§ Required action: In this material, which lines include the string "Please"? Show them.

§ Source material:

◇ ◇ ◇

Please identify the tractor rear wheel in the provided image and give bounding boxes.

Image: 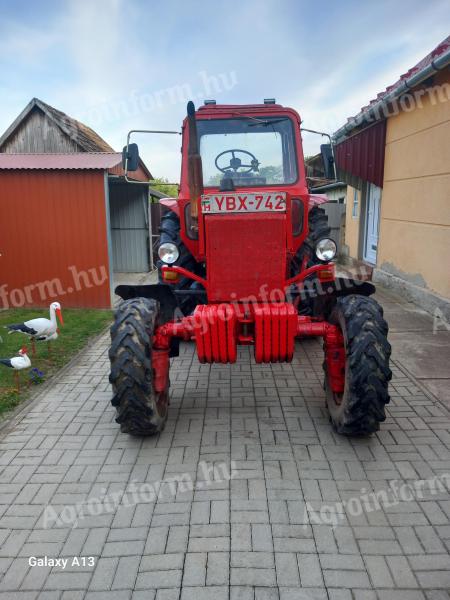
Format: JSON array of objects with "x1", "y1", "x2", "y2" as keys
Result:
[
  {"x1": 109, "y1": 298, "x2": 168, "y2": 436},
  {"x1": 325, "y1": 295, "x2": 392, "y2": 435}
]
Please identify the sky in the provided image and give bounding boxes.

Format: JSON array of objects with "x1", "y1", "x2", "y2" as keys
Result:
[{"x1": 0, "y1": 0, "x2": 448, "y2": 180}]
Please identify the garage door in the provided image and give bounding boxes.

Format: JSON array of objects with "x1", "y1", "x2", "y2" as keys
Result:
[{"x1": 109, "y1": 183, "x2": 150, "y2": 272}]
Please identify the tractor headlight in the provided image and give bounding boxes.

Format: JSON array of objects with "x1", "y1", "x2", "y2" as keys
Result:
[
  {"x1": 315, "y1": 238, "x2": 337, "y2": 262},
  {"x1": 158, "y1": 242, "x2": 179, "y2": 264}
]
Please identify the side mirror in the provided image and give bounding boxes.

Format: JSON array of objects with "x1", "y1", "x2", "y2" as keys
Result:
[
  {"x1": 122, "y1": 143, "x2": 140, "y2": 172},
  {"x1": 320, "y1": 144, "x2": 336, "y2": 180}
]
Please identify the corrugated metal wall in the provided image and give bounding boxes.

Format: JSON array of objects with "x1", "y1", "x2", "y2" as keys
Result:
[
  {"x1": 322, "y1": 202, "x2": 346, "y2": 252},
  {"x1": 109, "y1": 182, "x2": 150, "y2": 272},
  {"x1": 335, "y1": 120, "x2": 387, "y2": 188},
  {"x1": 0, "y1": 170, "x2": 111, "y2": 308}
]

◇ ◇ ◇

§ Answer section:
Please identify the tractor rear wheel in the provided image and give bounding boxes.
Please identify the sky in the provided image and give bounding boxes.
Please identify the garage door in the provided image and give bounding boxes.
Please identify the tractor headlight in the provided image and give bounding boxes.
Please identify the side mirror in the provided image and give bounding boxes.
Please identify the corrugated metal wall in the provided image and give bounding boxes.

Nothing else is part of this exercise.